- PROBLEM DESCRIPTION
Which lines below contain the string "dropping" with matching case? Show each such line in full.

- DATA PROVIDED
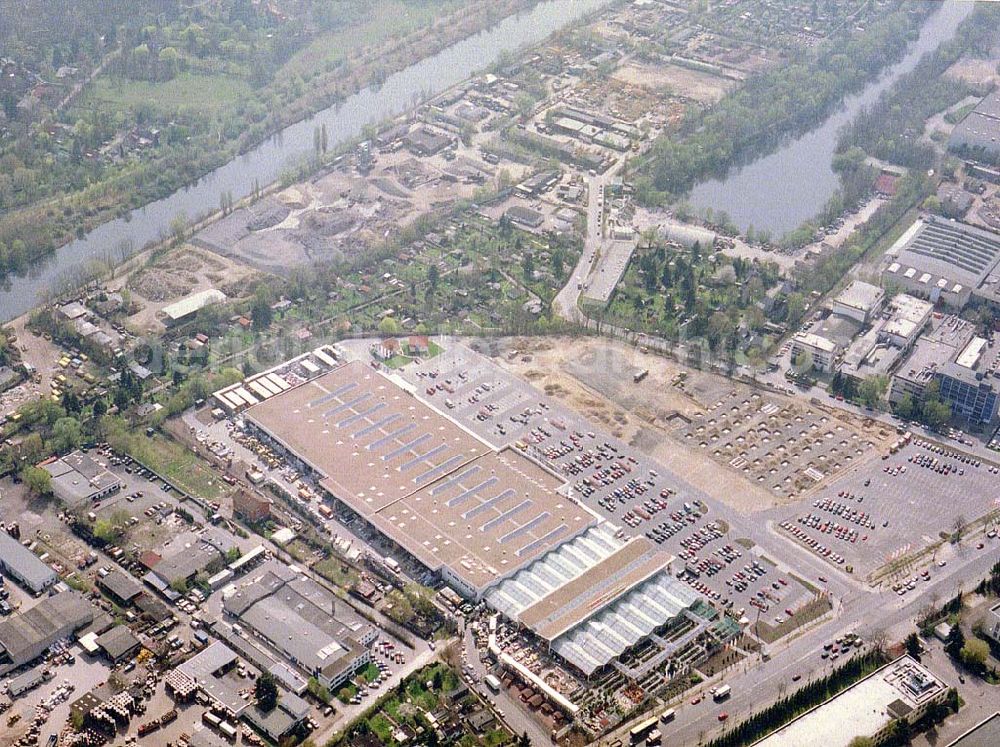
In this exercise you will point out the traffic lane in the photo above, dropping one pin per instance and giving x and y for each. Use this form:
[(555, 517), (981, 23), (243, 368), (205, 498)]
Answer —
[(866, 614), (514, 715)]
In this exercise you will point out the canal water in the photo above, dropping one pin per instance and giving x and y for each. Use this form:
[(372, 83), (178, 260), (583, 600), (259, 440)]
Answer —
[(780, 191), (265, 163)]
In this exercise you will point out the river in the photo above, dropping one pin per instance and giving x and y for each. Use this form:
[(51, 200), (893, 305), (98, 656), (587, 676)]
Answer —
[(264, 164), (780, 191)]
...
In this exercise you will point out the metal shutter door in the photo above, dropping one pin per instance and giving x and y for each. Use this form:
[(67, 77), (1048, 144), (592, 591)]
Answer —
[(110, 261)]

- REPLY
In this exercise you will point out the traffic lane in the photo above, dropping one pin per instance and giving x and y for each. Use this form:
In this exercise you will point out the canal water in the photo above, dropping one pin per instance and giving x and y for each. Use this form:
In this exercise you will point out the river in the photo above, dropping one pin per instance and giving x and y for each. Use this form:
In this exercise you will point out the metal shutter door in the photo above, dropping one pin per instance and giving x and y for each. Use this form:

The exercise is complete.